━━━━━ SUPPLIED DATA ━━━━━
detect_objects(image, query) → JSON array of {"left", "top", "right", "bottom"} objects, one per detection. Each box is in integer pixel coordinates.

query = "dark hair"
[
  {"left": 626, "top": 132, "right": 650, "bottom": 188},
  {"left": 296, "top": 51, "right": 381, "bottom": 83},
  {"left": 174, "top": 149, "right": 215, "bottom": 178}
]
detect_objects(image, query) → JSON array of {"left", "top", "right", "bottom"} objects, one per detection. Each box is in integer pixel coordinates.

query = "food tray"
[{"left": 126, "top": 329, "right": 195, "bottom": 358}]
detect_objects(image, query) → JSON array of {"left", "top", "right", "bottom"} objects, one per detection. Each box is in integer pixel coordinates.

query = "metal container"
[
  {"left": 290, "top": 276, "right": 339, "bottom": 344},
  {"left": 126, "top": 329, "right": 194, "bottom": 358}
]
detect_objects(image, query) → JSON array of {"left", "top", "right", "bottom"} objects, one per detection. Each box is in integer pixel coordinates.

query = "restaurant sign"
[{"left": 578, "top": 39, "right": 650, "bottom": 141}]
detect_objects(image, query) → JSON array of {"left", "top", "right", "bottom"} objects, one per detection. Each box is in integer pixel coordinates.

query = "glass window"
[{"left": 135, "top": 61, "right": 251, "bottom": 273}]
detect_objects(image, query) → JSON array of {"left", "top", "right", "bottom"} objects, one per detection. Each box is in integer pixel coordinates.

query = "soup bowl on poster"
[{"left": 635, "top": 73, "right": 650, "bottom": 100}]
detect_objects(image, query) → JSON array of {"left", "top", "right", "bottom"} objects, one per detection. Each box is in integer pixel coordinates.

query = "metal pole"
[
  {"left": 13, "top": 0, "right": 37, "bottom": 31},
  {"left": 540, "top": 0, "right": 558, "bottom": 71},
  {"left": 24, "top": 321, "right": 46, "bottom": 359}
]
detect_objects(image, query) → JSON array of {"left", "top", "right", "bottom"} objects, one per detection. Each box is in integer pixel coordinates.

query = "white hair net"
━━━━━
:: EXERCISE DIRECTIONS ::
Produce a verbatim copy of all the material.

:: TASK RESPONSE ::
detect_objects(image, query) → JSON array of {"left", "top", "right", "bottom"} objects, one per detection. Each box is in integer pixel coordinates.

query = "dark hair"
[
  {"left": 626, "top": 132, "right": 650, "bottom": 188},
  {"left": 296, "top": 51, "right": 381, "bottom": 83},
  {"left": 174, "top": 149, "right": 215, "bottom": 178}
]
detect_objects(image, query) → JSON array of {"left", "top", "right", "bottom"} objects, one per detection. Each box is in integer pixel coordinates.

query = "food tray"
[{"left": 126, "top": 329, "right": 195, "bottom": 358}]
detect_objects(image, query) → JSON array of {"left", "top", "right", "bottom"} objects, one per detection. Each box is in integer pixel coordinates.

query = "metal container"
[
  {"left": 290, "top": 276, "right": 339, "bottom": 344},
  {"left": 126, "top": 329, "right": 194, "bottom": 358}
]
detect_objects(image, query) → JSON array of {"left", "top", "right", "bottom"} objects, one per detection. Each box is in integer pixel coordinates.

query = "restaurant sign"
[{"left": 578, "top": 39, "right": 650, "bottom": 141}]
detect_objects(image, query) → JSON array of {"left", "top", "right", "bottom"} objects, one per detection. Each box is in integer pixel coordinates.

query = "glass window"
[{"left": 135, "top": 61, "right": 251, "bottom": 273}]
detect_objects(image, query) → JSON array of {"left", "top", "right", "bottom"} objects, one per detection. Each box is in integer pixel coordinates.

query = "soup bowl on poster"
[{"left": 635, "top": 73, "right": 650, "bottom": 100}]
detect_objects(image, query) → JSON array of {"left", "top", "right", "bottom"} objects, one per detection. Each box is in integer pixel coordinates.

query = "metal pole"
[
  {"left": 13, "top": 0, "right": 37, "bottom": 31},
  {"left": 540, "top": 0, "right": 558, "bottom": 71},
  {"left": 24, "top": 321, "right": 46, "bottom": 359}
]
detect_objects(image, query) → JSON array of {"left", "top", "right", "bottom"} objects, one per detection. Each box is in integer pixel coordinates.

query = "white hair net"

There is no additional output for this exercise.